**Wat wordt gevraagd:** Neem uit de uitspraak over het hoger beroep letterlijk het gedeelte over dat loopt van "Uit 4.1 tot" tot en met "10 oktober 2019.".

**Geselecteerde tekst:**
Wat staat vermeld in het arbeidskundig rapport van februari 2017 maakt dit niet anders. Gelet op het onder 4.3 verwoorde standpunt van de verzekeringsarts bezwaar en beroep kan de onder 3.1 genoemde opmerking van de arbeidsdeskundige – voor zover daaruit al, zoals appellant kennelijk voorstaat, zou moeten worden afgeleid dat de arbeidsdeskundige uitgaat van het op medische gronden ontbreken van elke verwijtbaarheid – niet anders dan als een kennelijke misslag worden aangemerkt.
4.5.
Uit 4.1 tot en met 4.4 volgt dat het hoger beroep niet slaagt. De aangevallen uitspraak zal worden bevestigd.
5. Voor een veroordeling in de proceskosten bestaat geen aanleiding.

BESLISSING

De Centrale Raad van Beroep bevestigt de aangevallen uitspraak.
Deze uitspraak is gedaan door M. Greebe als voorzitter en E.J.J.M. Weyers en
D. Hardonk-Prins als leden, in tegenwoordigheid van C.M. van de Ven als griffier.
De beslissing is uitgesproken in het openbaar op 10 oktober 2019.

**Gegeven data:**
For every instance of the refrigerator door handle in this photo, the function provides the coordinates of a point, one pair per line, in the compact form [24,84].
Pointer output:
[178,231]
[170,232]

**Antwoord op opdracht:**
Uit 4.1 tot en met 4.4 volgt dat het hoger beroep niet slaagt. De aangevallen uitspraak zal worden bevestigd.
5. Voor een veroordeling in de proceskosten bestaat geen aanleiding.

BESLISSING

De Centrale Raad van Beroep bevestigt de aangevallen uitspraak.
Deze uitspraak is gedaan door M. Greebe als voorzitter en E.J.J.M. Weyers en
D. Hardonk-Prins als leden, in tegenwoordigheid van C.M. van de Ven als griffier.
De beslissing is uitgesproken in het openbaar op 10 oktober 2019.